## [Excerpt to read]
American chemical engineer (born 1945)

Lilia Ann Abron (born March 8, 1945) is an American entrepreneur and chemical engineer. In 1972, Abron became the first African American woman to earn a PhD in chemical engineering.

== Early life==
Abron was born in Memphis, Tennessee, was the second of four daughters. She was born prematurely, at home, and had to be rushed to the hospital by her aunt in a cab, as ambulances were not available for African Americans at the time.

Her parents were both educators who had attended LeMoyne College (now LeMoyne-Owen College). Her father, Ernest Buford Abron, had sustained an injury playing football in college, and was thus unable to serve during World War II. He worked as a Pullman porter and later was a teacher. Abron's mother, Bernice Wise Abron, was a typist from Arkansas. She typed briefs for Wiley Branton, the Little Rock Nine's defense attorney.

Abron's parents were Baptists and she was baptized at the age of nine. She participated in Girl Scouts and in the junior choir at her church.

## [Dataset records]
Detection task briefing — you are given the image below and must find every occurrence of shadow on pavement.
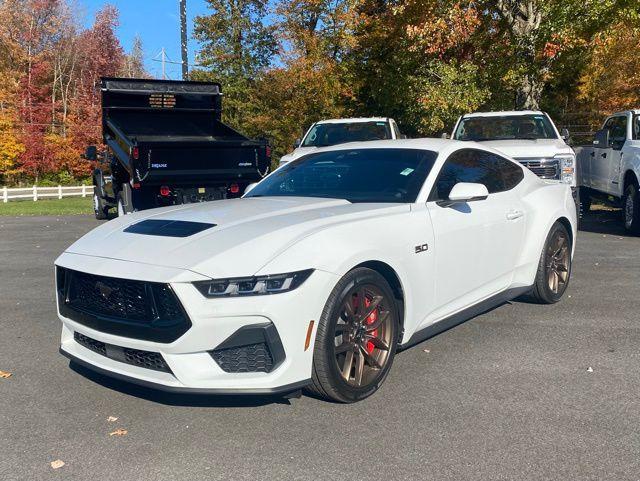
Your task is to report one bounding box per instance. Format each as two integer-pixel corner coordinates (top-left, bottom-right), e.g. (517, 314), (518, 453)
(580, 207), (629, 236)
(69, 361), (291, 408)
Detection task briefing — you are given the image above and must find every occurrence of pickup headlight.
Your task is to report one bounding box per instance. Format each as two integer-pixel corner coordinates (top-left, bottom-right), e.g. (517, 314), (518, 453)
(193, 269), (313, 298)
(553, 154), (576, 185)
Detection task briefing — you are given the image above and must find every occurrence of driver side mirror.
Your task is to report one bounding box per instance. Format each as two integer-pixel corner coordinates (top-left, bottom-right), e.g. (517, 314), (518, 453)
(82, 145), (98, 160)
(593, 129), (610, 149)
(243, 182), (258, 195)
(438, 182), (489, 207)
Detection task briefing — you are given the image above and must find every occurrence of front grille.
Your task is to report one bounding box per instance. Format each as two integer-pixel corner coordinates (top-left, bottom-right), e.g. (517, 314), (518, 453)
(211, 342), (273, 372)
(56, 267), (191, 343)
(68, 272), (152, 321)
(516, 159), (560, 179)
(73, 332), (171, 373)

## [Task objective]
Print the part of the text about Lilia Ann Abron between "American chemical engineer" and "Nine's defense attorney.", inclusive, without changing a word. The dataset records are a separate body of material from the text about Lilia Ann Abron.

## [Result for this task]
American chemical engineer (born 1945)

Lilia Ann Abron (born March 8, 1945) is an American entrepreneur and chemical engineer. In 1972, Abron became the first African American woman to earn a PhD in chemical engineering.

== Early life==
Abron was born in Memphis, Tennessee, was the second of four daughters. She was born prematurely, at home, and had to be rushed to the hospital by her aunt in a cab, as ambulances were not available for African Americans at the time.

Her parents were both educators who had attended LeMoyne College (now LeMoyne-Owen College). Her father, Ernest Buford Abron, had sustained an injury playing football in college, and was thus unable to serve during World War II. He worked as a Pullman porter and later was a teacher. Abron's mother, Bernice Wise Abron, was a typist from Arkansas. She typed briefs for Wiley Branton, the Little Rock Nine's defense attorney.